§ **Task brief**: Print the lines below exactly as they appear, starting at the line that contains "</instance>" and ending at the line that contains "positive clicks: (16, 322)", including both of those lines and nothing else.

§ **Extracted entries**:

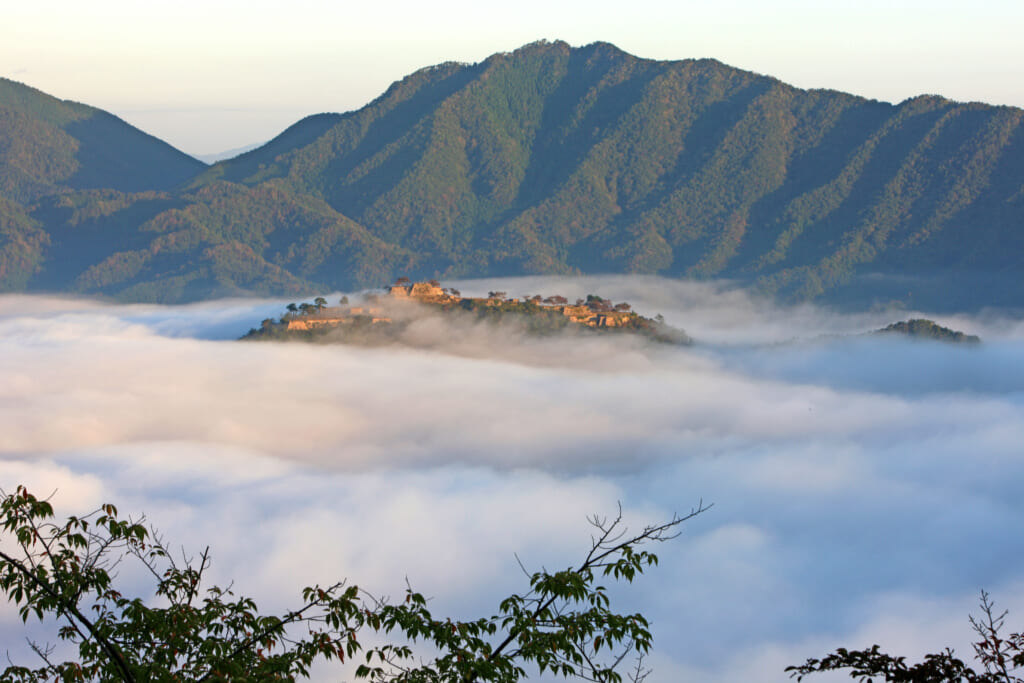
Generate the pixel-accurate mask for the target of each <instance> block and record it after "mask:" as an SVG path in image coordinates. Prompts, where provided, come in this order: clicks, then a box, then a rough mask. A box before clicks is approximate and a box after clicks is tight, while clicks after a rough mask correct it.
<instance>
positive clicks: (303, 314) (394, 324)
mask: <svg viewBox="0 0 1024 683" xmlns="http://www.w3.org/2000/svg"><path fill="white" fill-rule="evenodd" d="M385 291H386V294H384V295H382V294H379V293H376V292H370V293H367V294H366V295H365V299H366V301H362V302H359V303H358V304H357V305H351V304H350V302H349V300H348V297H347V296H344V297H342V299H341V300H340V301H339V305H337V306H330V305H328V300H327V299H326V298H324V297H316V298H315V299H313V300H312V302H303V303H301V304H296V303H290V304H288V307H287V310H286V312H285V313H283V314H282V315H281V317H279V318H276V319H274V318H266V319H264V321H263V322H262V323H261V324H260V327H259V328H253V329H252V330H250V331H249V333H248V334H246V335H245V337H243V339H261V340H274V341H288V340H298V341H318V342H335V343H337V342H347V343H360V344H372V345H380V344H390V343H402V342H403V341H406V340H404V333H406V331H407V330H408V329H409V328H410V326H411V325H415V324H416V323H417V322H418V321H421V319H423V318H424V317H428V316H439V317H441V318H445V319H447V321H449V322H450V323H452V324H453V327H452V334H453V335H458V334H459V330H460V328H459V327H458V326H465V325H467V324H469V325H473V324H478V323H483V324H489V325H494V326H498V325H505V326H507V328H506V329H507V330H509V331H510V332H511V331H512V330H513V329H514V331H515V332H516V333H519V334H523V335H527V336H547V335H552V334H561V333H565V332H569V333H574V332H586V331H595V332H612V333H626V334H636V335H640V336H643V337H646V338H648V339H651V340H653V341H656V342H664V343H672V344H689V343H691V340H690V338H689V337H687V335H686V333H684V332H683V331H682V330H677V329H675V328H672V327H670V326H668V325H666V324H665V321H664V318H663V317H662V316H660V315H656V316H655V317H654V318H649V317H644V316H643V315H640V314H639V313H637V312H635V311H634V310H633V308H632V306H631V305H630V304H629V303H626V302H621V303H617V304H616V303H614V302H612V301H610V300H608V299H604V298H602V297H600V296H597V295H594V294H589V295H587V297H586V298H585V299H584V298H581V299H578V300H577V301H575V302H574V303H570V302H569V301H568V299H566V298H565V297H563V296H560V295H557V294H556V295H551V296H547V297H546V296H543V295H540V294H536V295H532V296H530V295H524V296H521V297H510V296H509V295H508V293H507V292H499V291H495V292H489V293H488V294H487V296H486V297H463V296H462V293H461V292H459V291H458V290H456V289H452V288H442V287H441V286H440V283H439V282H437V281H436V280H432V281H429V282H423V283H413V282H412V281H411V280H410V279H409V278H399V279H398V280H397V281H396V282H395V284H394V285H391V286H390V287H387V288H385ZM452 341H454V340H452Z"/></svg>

==

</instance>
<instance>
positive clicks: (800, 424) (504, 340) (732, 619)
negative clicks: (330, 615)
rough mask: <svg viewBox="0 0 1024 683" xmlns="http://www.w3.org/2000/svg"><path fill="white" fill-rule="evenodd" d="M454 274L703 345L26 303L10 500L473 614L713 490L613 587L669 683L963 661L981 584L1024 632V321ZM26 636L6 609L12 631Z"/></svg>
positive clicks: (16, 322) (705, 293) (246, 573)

§ **Answer below**:
</instance>
<instance>
positive clicks: (800, 424) (504, 340) (732, 619)
negative clicks: (330, 615)
rough mask: <svg viewBox="0 0 1024 683" xmlns="http://www.w3.org/2000/svg"><path fill="white" fill-rule="evenodd" d="M454 274L703 345L26 303L10 500L473 614L713 490L613 587L669 683L963 661L981 584L1024 632V321ZM26 636L6 609L12 631Z"/></svg>
positive clicks: (16, 322) (705, 293) (246, 573)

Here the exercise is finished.